Exercise input:
····················

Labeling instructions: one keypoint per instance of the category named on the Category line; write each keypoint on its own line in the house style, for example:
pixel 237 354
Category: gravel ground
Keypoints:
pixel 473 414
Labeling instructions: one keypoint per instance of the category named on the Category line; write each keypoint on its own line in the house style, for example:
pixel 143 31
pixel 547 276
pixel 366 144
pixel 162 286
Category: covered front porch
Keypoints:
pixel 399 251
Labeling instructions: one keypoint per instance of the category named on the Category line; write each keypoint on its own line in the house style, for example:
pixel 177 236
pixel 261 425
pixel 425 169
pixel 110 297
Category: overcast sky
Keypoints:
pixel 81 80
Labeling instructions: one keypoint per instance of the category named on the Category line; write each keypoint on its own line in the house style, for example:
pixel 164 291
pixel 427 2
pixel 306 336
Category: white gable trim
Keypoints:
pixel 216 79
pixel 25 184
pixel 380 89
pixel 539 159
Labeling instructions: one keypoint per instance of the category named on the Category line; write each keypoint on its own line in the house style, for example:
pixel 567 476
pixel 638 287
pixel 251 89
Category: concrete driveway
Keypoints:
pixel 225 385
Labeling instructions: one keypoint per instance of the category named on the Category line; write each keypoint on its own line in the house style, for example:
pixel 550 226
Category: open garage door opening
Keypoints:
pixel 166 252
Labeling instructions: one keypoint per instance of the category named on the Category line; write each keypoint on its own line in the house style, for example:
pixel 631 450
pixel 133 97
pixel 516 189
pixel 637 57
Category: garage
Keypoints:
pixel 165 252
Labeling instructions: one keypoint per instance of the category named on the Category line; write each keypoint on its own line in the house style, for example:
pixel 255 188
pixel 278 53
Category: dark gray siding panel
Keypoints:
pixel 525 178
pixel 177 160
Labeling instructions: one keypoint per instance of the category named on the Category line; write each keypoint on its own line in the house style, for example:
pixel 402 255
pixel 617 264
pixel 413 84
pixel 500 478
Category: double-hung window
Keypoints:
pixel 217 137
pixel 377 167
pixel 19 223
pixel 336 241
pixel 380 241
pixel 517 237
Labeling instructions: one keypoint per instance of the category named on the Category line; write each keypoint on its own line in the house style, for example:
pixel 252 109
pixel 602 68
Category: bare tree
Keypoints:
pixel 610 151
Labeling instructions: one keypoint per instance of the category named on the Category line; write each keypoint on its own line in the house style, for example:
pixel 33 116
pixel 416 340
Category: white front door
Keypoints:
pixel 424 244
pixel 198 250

····················

Activity:
The word "front" may appear on some lines of these records; state how many such lines there are, and nothing else.

Exercise solution:
2